(Coordinate labeling data)
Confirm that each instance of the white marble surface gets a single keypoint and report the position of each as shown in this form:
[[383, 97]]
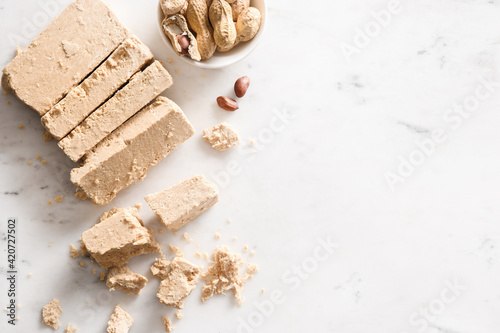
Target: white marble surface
[[323, 175]]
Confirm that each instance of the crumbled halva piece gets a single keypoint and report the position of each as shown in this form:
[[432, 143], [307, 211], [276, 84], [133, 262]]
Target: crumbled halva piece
[[169, 327], [160, 268], [142, 88], [124, 279], [125, 156], [221, 137], [50, 66], [179, 283], [126, 60], [120, 321], [224, 275], [51, 314], [70, 329], [184, 201], [119, 237], [73, 251]]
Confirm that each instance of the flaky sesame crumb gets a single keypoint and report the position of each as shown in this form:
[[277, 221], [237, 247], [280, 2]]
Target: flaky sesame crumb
[[80, 195], [224, 275]]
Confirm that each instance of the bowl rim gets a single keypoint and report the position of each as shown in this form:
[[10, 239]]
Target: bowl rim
[[250, 47]]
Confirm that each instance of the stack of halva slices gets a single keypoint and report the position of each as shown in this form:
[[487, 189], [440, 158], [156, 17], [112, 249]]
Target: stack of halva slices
[[96, 88]]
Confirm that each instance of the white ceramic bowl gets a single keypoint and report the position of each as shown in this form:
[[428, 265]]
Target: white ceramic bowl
[[223, 59]]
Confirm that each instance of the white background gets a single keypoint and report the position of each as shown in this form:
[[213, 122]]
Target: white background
[[321, 176]]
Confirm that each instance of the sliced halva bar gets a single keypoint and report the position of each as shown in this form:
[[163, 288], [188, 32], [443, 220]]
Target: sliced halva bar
[[181, 203], [119, 236], [70, 48], [130, 57], [137, 93], [125, 156]]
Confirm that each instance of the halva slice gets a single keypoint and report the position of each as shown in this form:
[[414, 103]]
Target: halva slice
[[129, 58], [51, 314], [122, 278], [221, 136], [120, 321], [120, 236], [179, 283], [142, 88], [181, 203], [69, 49], [224, 275], [125, 156]]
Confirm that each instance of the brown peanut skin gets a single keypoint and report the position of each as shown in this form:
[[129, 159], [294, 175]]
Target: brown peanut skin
[[227, 103], [241, 86]]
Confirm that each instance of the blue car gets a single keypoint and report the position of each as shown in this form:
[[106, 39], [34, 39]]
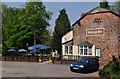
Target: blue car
[[85, 64]]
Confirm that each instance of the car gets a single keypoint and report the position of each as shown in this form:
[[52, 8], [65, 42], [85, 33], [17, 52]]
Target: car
[[85, 64]]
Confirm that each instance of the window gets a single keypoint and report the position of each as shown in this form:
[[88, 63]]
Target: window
[[97, 20], [85, 50], [68, 49]]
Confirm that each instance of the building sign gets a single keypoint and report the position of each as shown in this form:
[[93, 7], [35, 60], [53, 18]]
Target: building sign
[[97, 31]]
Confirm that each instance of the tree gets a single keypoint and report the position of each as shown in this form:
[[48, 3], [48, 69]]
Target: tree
[[62, 25], [104, 4], [25, 26]]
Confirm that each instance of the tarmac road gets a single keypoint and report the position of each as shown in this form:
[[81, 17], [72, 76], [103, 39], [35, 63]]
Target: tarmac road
[[30, 69]]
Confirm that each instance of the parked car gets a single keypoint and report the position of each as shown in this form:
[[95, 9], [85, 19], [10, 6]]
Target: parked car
[[85, 64]]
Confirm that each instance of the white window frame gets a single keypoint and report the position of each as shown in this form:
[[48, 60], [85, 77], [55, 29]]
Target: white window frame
[[69, 51], [89, 53]]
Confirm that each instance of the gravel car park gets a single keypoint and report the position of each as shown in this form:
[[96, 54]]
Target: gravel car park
[[30, 69]]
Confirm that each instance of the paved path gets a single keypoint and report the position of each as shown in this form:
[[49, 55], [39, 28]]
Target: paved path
[[30, 69]]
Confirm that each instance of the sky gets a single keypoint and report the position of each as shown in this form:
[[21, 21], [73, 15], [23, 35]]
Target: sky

> Problem details
Every entry above is to be set down exactly; the pictures are to be left out.

> Output
Confirm that each instance of the white marble surface gets a single keypoint and report the position of each as shown in this form:
[[383, 97]]
Target: white marble surface
[[323, 175]]
Confirm that each instance of the crumbled halva piece gets a single keypoint and report the position of each as shown in this form:
[[432, 143], [307, 211], [276, 84], [133, 262]]
Target: crumbled halva piece
[[169, 327], [160, 268], [142, 88], [124, 279], [125, 156], [221, 137], [50, 66], [179, 283], [126, 60], [120, 321], [224, 275], [51, 314], [70, 329], [184, 201], [119, 237], [73, 251]]
Confirm that each instance of the flaky sesame crumb gets a single keypoint and report the position of each as shown in this form:
[[277, 221], [237, 247], [280, 2]]
Target: flaky sesame crumb
[[80, 195], [224, 275]]
Confirm that each instance of the bowl rim gets a single keypoint and report the position of each as shown in this form:
[[10, 239]]
Target: bowl rim
[[250, 47]]
Confirm that each instance of the stack of halva slices gets a single keypoint and report the position of each as shown in this form:
[[487, 189], [440, 158], [156, 17], [112, 249]]
Target: stack of halva slices
[[96, 88]]
Confirm that each instance of the white ceramic bowl gets a single keypoint and report the position of each as shown in this form:
[[428, 265]]
Target: white ceramic bowl
[[223, 59]]
Confirm that each instance of the white background gets a single keypoint and report the position of each as shown in this form:
[[213, 122]]
Target: white background
[[321, 176]]
Confirm that each instance of the sliced halva bar gets a single keypoint and report the position of each as shown in this form:
[[163, 288], [188, 32], [443, 220]]
Target: sliced halva bar
[[181, 203], [119, 236], [70, 48], [130, 57], [137, 93], [125, 156]]
Confirm that each instance of the halva slice gets a single keypoint and report the position of each as shown in this form:
[[414, 103]]
Target: halva slice
[[129, 58], [51, 314], [122, 278], [221, 136], [120, 321], [120, 236], [179, 283], [142, 88], [181, 203], [69, 49], [224, 275], [125, 156]]
Confirm that each instance of the brown peanut skin gets a single keypoint and report the position of each as shown in this form:
[[129, 159], [294, 175]]
Target: brown peanut skin
[[227, 103], [241, 86]]
Confirm that each instance of the blue car gets a single keypoint and report the position of each as shown in this form:
[[106, 39], [34, 39]]
Target: blue car
[[85, 64]]
Confirm that each instance of the car gets a single keypoint and report the position of each as shown in this form:
[[52, 8], [65, 42], [85, 33], [17, 52]]
Target: car
[[85, 64]]
Confirm that each instance of the window gets a single keypoint and report the position of each as shown in this form:
[[88, 63]]
Target: window
[[97, 20], [85, 50], [68, 49]]
Confirm that each instance of the building sign gets a single keypoint and report the position of each as shown in this form:
[[93, 7], [35, 60], [53, 18]]
Target: building sign
[[97, 31]]
Confirm that each instance of the tree gets a single keypoint and report the position of each as shown in this form:
[[48, 3], [48, 69]]
Target: tree
[[62, 25], [104, 4], [25, 26]]
Confirm that each instance of the tarmac road gets a single keypoint and report the position of each as shown in this form:
[[81, 17], [72, 76], [103, 39], [35, 63]]
Target: tarmac road
[[30, 69]]
Confirm that each instance of the parked car gets a single keypoint and report the position of each as shown in this form:
[[95, 9], [85, 19], [10, 6]]
Target: parked car
[[85, 64]]
Confirm that each instance of the white window frame gets a single keypoint and report the position of each as shown in this form:
[[48, 60], [85, 77], [55, 29]]
Target: white window frame
[[69, 51], [89, 53]]
Confirm that each instance of the gravel car park gets a single keypoint and report the position of each as shown in this form:
[[96, 54]]
Target: gravel car park
[[30, 69]]
Confirm that each instance of the paved path gets a single keypoint and report the position of each as shown in this form:
[[49, 55], [39, 28]]
Target: paved path
[[30, 69]]
Confirm that each instance of the sky gets a single keypoint and report the position of each as shown in this form:
[[21, 21], [73, 15], [23, 35]]
Target: sky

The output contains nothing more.